* EXERCISE OBJECTIVE *
The job is to output each record exactly as it stands, pictures excluded.

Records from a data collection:
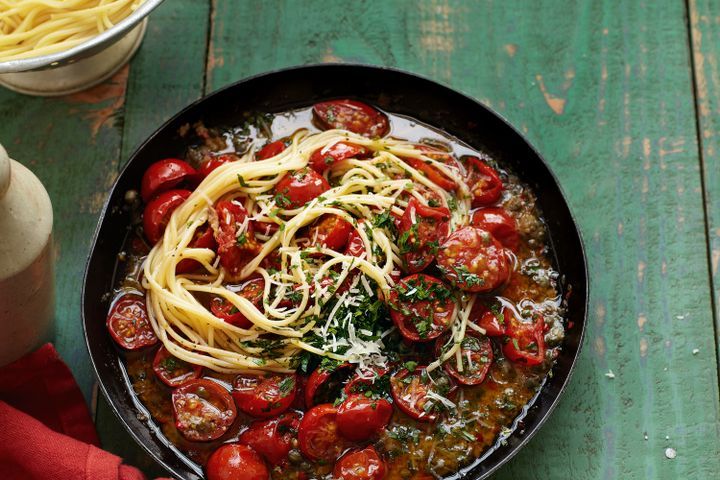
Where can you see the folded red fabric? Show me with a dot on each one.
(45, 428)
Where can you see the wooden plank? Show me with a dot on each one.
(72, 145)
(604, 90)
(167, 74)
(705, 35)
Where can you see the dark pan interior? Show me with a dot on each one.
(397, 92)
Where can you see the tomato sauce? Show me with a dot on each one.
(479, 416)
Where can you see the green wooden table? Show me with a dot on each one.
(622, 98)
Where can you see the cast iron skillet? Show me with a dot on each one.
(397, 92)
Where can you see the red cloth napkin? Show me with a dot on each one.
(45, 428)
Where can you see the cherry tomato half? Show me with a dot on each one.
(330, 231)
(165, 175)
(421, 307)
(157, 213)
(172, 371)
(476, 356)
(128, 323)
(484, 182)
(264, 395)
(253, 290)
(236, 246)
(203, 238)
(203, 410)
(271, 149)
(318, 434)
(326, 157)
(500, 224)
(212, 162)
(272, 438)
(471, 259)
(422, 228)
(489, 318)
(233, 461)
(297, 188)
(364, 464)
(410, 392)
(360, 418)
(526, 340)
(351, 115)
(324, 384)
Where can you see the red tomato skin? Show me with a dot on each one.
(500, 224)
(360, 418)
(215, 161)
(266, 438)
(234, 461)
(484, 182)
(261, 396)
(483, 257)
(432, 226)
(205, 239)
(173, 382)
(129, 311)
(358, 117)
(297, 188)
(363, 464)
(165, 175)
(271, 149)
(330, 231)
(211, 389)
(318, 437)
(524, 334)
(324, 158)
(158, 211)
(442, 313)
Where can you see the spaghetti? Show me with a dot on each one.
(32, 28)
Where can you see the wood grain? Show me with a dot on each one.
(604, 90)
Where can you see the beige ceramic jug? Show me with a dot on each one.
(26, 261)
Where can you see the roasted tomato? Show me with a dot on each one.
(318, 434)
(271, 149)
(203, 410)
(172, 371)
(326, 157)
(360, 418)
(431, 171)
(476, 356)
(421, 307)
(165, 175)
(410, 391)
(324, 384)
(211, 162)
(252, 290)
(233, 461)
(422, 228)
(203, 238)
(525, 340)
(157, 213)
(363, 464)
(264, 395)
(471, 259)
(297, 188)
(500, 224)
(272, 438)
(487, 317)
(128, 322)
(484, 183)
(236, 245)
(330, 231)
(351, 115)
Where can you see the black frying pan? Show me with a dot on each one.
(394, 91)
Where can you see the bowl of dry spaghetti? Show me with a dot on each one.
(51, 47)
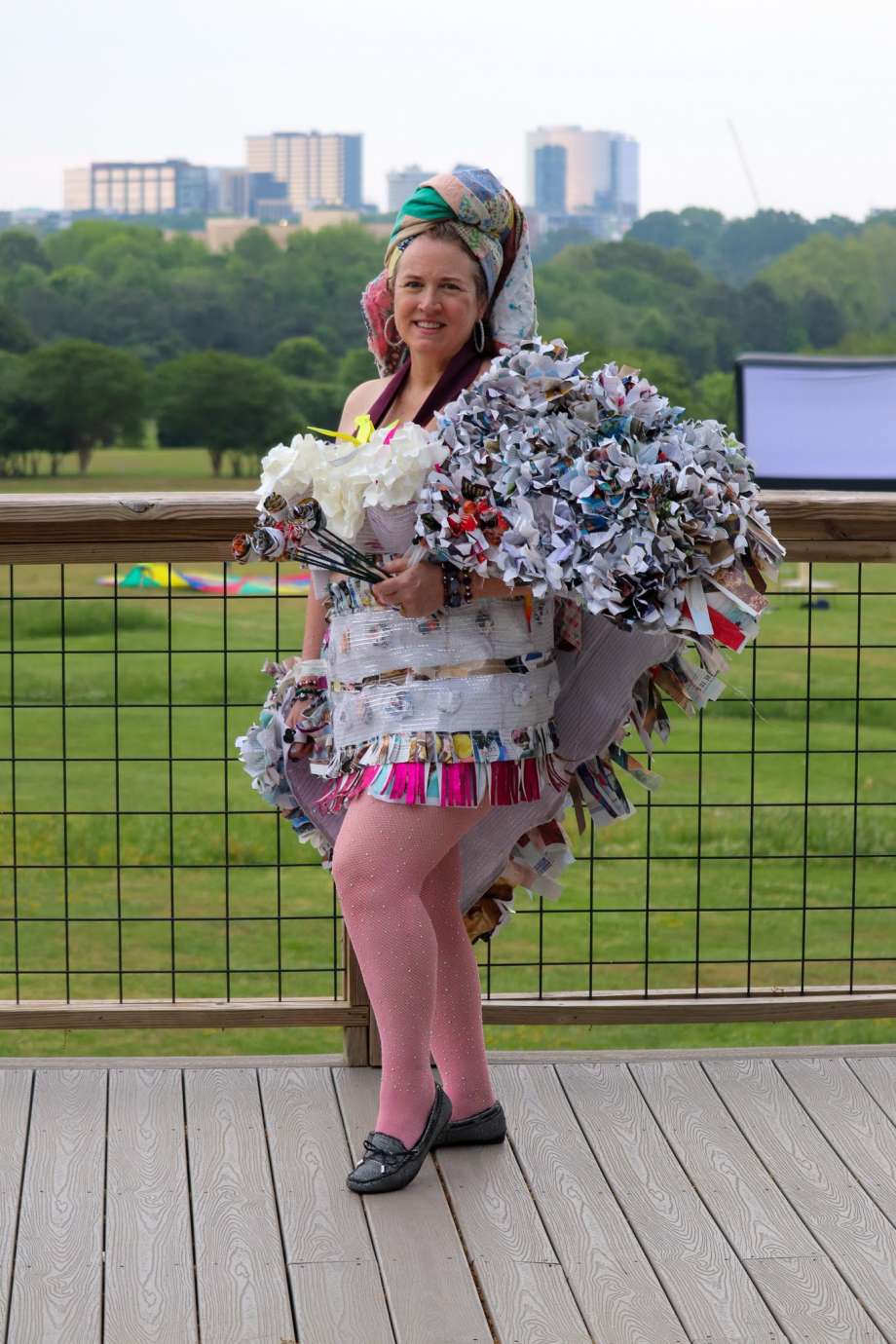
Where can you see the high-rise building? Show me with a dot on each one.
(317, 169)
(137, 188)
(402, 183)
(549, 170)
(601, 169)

* TASK RESULT *
Where can you see the folded red fabric? Show me with a dot on each one.
(45, 428)
Where can you see the wooden plank? Show me with a dot on each one.
(72, 145)
(604, 90)
(167, 74)
(705, 35)
Where can you see the dark pan interior? Show me with a dot on each one.
(397, 92)
Where can you see the tomato sauce? Show me with a dot on each one.
(479, 416)
Where can you see the green wooden table? Show me with a dot on each one.
(622, 98)
Where can you see the cast iron skillet? Show me with a dot on each one.
(397, 92)
Where can you see the red cloth napkin? Show me with a dot on each one.
(45, 428)
Where can you see the cherry tomato half? Show me with a dot on each one.
(330, 231)
(165, 175)
(421, 307)
(157, 213)
(172, 371)
(476, 356)
(128, 323)
(484, 182)
(264, 395)
(253, 290)
(236, 246)
(203, 238)
(203, 410)
(271, 149)
(318, 434)
(326, 157)
(500, 224)
(212, 162)
(272, 438)
(471, 259)
(422, 228)
(489, 318)
(233, 461)
(297, 188)
(364, 464)
(410, 392)
(360, 418)
(526, 340)
(351, 115)
(324, 384)
Where can you see the red tomato skin? Show me with a dot on each one.
(500, 224)
(360, 418)
(215, 161)
(266, 438)
(234, 461)
(484, 182)
(261, 396)
(483, 257)
(432, 226)
(205, 239)
(173, 382)
(129, 311)
(358, 117)
(297, 188)
(363, 464)
(165, 175)
(271, 149)
(330, 231)
(211, 389)
(318, 437)
(524, 334)
(324, 158)
(158, 211)
(442, 313)
Where can you see the spaghetti? Show me with a dot on each one.
(32, 28)
Where can you see the wood grain? Show me with a dot on each one.
(604, 90)
Where can you see the beige ceramic jug? Show me with a dot on each one.
(26, 261)
Where can you see the roasted tomato? Show me with a dot on each one.
(318, 434)
(271, 149)
(203, 410)
(172, 371)
(326, 157)
(360, 418)
(431, 171)
(476, 356)
(421, 307)
(165, 175)
(410, 391)
(324, 384)
(211, 162)
(252, 290)
(233, 461)
(422, 228)
(203, 238)
(525, 340)
(157, 213)
(363, 464)
(264, 395)
(471, 259)
(297, 188)
(500, 224)
(272, 438)
(487, 317)
(128, 322)
(484, 183)
(236, 245)
(330, 231)
(351, 115)
Where can you see the black frying pan? Show me with a dot on each one.
(394, 91)
Where can you see the bowl of dry spaghetti? Show me with a dot on each one.
(51, 47)
Where can you see the high-rise building? Show me with a dot on each one.
(317, 169)
(137, 188)
(402, 183)
(549, 170)
(601, 169)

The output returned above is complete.